§ Ausgangstext

= = = = =

DAX-Vorstände tragen immer häufiger keine Krawatte mehr.
Das ist gerade ein Trend.
Doch ist auch Selbstorganisation nur eine Management-Mode?
Wir meinen: Nein.

Selbstorganisation kann eine neue Stufe in der Weiterentwicklung von Organisationen sein.
Sie wird sich da, wo sie passt, Schritt für Schritt nachhaltig etablieren.

von Kisten Kratz und Karin Volbracht

Schaut man in die Management-Literatur und orientiert sich an dem Ökonomen Peter Drucker (1909 – 2005), so wurde seit 1920 nicht mehr wirklich etwas Neues im Management entwickelt. Drucker meinte, dass die bedeutsamen Management-Themen zwischen 1910 und 1920 erschienen sind und sich seitdem wiederholen.

Zur Erinnerung: In dem genannten Zeitraum entstand das so genannte Taylor-Prinzip als Grundlage der ausgeklügelten Steuerung von Arbeitsabläufen zum Beispiel für die industrielle Produktion am Fließband. Der Taylorismus und das „Scientific Management“ mit den Prinzipien von Planung, Steuerung und Kontrolle haben industrielle Unternehmen auf eine neue Stufe von Produktivität gehoben. Das war kein Trend, sondern ein Erfolgsprinzip.

Selbstorganisation ist wie Hierarchie nur ein Mittel zum Zweck

In den 1990er Jahren entwickelte dann Prof. Dr. Alfred Kieser eine typische Kurve vom Aufkommen und Abflauen von so genannten „Management-Trends“. Selbstorganisation galt auch damals schon als Antwort auf die Herausforderungen der Hierarchie und lieferte im Spannungsverhältnis zwischen Steuerung und Eigenverantwortung, Kontrolle und Vertrauen, den Gegenpol dazu.

= = = = =

§ Material
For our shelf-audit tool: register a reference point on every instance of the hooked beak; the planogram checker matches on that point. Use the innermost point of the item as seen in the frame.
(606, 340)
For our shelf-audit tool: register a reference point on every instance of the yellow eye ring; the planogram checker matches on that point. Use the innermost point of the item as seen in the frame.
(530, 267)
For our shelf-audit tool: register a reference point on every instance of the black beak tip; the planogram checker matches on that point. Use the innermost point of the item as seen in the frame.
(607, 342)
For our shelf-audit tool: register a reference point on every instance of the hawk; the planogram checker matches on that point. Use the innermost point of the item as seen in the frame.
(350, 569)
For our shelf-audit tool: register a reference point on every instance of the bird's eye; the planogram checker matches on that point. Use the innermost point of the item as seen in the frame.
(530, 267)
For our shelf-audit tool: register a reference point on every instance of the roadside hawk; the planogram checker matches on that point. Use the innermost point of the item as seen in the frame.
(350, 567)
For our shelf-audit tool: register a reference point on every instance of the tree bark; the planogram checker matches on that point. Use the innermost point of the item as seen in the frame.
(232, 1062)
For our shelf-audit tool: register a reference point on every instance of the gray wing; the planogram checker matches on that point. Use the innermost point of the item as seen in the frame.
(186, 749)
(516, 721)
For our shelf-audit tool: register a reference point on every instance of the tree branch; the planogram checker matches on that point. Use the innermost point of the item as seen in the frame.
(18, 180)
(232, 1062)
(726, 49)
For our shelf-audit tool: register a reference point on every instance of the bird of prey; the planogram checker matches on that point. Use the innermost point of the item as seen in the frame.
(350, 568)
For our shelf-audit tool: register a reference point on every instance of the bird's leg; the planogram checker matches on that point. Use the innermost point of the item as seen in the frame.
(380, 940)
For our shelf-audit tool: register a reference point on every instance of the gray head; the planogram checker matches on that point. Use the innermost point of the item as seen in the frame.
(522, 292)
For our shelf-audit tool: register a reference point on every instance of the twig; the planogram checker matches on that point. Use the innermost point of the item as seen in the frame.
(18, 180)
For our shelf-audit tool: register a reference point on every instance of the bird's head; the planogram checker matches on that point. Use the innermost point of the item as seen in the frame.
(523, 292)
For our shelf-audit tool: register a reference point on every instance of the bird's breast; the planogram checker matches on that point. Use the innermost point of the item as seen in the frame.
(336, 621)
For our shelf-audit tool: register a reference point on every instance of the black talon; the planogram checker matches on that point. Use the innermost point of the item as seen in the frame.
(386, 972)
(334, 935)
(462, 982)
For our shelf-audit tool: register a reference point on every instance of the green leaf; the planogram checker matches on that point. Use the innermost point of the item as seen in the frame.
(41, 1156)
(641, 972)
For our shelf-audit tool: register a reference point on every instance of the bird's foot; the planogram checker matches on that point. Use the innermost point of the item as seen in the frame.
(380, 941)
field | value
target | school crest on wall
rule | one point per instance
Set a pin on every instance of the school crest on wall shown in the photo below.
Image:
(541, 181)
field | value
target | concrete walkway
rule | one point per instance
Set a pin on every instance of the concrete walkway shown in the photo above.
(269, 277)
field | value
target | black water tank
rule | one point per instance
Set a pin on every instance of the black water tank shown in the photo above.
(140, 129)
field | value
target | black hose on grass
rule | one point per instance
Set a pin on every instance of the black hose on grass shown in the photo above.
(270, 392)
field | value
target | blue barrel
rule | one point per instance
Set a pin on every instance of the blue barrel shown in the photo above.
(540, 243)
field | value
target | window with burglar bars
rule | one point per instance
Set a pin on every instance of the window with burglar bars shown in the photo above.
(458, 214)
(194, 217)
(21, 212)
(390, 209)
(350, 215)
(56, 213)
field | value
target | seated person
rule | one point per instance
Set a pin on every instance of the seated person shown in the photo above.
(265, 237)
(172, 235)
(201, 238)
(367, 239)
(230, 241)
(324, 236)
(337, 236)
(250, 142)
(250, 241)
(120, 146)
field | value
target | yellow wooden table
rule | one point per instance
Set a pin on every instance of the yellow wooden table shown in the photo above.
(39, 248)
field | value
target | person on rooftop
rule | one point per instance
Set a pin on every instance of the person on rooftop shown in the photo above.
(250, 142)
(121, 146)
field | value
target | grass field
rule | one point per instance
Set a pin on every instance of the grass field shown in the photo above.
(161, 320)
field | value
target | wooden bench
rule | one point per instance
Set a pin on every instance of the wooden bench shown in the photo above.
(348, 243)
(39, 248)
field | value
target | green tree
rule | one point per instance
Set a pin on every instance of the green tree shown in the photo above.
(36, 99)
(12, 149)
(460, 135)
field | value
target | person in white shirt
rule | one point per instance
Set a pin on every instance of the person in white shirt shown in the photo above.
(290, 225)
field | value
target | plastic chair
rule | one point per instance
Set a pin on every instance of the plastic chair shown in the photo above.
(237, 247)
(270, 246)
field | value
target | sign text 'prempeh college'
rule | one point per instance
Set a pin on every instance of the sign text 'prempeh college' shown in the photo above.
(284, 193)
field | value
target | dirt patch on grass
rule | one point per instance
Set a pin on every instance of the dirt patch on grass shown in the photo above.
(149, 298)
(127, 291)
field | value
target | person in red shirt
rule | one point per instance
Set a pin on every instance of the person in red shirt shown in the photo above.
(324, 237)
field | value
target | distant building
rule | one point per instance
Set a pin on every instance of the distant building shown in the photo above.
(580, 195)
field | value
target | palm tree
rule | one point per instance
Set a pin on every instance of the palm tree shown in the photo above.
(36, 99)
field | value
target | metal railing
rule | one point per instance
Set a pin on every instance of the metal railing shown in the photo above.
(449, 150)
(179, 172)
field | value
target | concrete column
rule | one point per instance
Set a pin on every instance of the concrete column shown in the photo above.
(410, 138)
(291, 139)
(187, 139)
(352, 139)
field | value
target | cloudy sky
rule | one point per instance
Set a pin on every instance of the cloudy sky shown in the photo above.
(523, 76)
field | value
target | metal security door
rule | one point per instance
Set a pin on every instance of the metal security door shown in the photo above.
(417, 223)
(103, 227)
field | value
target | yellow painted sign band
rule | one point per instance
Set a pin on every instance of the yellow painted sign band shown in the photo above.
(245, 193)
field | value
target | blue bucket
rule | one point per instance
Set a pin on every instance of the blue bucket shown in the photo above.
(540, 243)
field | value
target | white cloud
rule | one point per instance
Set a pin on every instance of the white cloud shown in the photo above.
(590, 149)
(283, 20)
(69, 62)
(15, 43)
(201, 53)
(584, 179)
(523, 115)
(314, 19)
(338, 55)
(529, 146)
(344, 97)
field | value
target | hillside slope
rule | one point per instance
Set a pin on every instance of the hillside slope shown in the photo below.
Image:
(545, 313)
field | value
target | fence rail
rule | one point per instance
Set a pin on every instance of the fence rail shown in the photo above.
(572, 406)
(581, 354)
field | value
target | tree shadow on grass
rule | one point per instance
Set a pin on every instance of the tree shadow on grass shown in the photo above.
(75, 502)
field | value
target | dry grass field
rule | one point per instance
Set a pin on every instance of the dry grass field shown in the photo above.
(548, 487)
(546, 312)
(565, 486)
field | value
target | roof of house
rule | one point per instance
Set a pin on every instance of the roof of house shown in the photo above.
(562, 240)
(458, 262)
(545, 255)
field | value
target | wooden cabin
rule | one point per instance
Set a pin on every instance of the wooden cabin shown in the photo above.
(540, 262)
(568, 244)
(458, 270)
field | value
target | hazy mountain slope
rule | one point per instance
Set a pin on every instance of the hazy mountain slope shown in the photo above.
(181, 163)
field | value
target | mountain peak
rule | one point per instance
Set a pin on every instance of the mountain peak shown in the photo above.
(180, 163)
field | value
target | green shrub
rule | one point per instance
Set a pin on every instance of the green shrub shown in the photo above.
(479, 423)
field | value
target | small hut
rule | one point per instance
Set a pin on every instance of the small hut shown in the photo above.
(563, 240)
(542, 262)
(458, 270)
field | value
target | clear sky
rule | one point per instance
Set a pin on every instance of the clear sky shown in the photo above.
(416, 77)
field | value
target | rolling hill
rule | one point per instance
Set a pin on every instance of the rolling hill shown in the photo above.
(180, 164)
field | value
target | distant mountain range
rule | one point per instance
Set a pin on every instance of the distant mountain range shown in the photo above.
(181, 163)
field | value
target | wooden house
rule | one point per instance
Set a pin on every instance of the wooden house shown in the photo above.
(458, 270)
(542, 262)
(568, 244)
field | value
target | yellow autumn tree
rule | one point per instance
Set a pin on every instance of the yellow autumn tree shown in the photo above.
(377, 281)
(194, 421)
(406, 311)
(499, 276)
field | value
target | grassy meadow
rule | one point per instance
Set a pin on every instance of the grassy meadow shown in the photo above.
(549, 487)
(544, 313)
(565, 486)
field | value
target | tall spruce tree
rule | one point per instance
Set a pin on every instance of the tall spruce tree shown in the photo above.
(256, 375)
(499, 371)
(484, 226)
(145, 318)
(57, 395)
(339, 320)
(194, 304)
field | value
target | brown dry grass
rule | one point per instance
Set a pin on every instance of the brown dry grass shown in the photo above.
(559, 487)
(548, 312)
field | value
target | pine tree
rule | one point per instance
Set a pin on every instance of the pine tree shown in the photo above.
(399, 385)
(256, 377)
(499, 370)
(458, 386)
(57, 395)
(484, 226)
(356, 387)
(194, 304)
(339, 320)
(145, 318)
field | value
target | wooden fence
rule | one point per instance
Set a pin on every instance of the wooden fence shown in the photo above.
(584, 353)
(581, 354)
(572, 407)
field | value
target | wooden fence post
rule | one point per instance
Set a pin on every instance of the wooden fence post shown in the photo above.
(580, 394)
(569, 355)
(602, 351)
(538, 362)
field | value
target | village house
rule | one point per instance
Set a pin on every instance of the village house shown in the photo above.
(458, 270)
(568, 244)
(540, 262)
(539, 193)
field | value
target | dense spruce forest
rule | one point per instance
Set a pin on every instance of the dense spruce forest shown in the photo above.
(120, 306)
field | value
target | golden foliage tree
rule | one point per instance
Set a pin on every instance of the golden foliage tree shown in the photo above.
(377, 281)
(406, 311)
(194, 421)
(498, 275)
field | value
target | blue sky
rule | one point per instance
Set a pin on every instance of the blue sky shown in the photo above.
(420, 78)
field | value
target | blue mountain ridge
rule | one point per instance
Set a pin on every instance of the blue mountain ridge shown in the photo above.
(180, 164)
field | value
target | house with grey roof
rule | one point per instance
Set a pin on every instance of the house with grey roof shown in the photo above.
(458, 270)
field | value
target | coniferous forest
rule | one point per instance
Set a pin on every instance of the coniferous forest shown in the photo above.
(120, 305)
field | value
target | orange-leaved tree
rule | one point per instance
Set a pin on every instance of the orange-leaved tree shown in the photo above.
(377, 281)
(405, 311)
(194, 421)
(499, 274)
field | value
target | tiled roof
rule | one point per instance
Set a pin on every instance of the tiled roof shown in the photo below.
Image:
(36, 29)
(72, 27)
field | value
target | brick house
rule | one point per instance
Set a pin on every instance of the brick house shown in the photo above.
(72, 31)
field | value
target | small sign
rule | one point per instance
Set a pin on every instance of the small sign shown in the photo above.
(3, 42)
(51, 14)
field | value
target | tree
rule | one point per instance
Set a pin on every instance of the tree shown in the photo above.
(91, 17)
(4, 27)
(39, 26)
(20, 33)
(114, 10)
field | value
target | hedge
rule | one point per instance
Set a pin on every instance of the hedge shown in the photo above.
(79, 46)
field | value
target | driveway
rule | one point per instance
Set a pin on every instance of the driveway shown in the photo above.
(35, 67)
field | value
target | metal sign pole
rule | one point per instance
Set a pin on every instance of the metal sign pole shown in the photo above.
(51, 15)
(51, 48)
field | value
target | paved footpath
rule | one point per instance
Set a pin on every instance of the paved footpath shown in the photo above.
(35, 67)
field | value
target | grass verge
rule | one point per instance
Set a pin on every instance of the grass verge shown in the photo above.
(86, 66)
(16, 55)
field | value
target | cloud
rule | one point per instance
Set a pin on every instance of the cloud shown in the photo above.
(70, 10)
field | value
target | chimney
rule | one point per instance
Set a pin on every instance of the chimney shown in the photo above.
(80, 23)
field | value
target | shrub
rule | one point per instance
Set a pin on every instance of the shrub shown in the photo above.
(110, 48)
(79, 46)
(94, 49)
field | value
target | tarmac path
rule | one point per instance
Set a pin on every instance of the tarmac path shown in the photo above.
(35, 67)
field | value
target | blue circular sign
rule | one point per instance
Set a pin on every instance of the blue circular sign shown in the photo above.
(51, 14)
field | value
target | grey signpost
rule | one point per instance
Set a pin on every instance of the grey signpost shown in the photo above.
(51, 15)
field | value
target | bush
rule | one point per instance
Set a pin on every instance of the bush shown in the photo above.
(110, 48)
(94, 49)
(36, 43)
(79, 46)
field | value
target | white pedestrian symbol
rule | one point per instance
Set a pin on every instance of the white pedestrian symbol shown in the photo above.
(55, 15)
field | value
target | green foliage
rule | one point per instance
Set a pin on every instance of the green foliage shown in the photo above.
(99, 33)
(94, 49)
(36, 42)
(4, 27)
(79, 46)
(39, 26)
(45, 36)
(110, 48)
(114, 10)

= = = = =

§ Aufgabenstellung
Gib aus dem Text über Selbstorganisation die Passage wortgetreu aus, die bei den Worten „Sie wird sich“ beginnt und nach „sondern ein Erfolgsprinzip.“ endet. Die Auflistung stammt aus einer anderen Quelle.

§ Antwort
Sie wird sich da, wo sie passt, Schritt für Schritt nachhaltig etablieren.

von Kisten Kratz und Karin Volbracht

Schaut man in die Management-Literatur und orientiert sich an dem Ökonomen Peter Drucker (1909 – 2005), so wurde seit 1920 nicht mehr wirklich etwas Neues im Management entwickelt. Drucker meinte, dass die bedeutsamen Management-Themen zwischen 1910 und 1920 erschienen sind und sich seitdem wiederholen.

Zur Erinnerung: In dem genannten Zeitraum entstand das so genannte Taylor-Prinzip als Grundlage der ausgeklügelten Steuerung von Arbeitsabläufen zum Beispiel für die industrielle Produktion am Fließband. Der Taylorismus und das „Scientific Management“ mit den Prinzipien von Planung, Steuerung und Kontrolle haben industrielle Unternehmen auf eine neue Stufe von Produktivität gehoben. Das war kein Trend, sondern ein Erfolgsprinzip.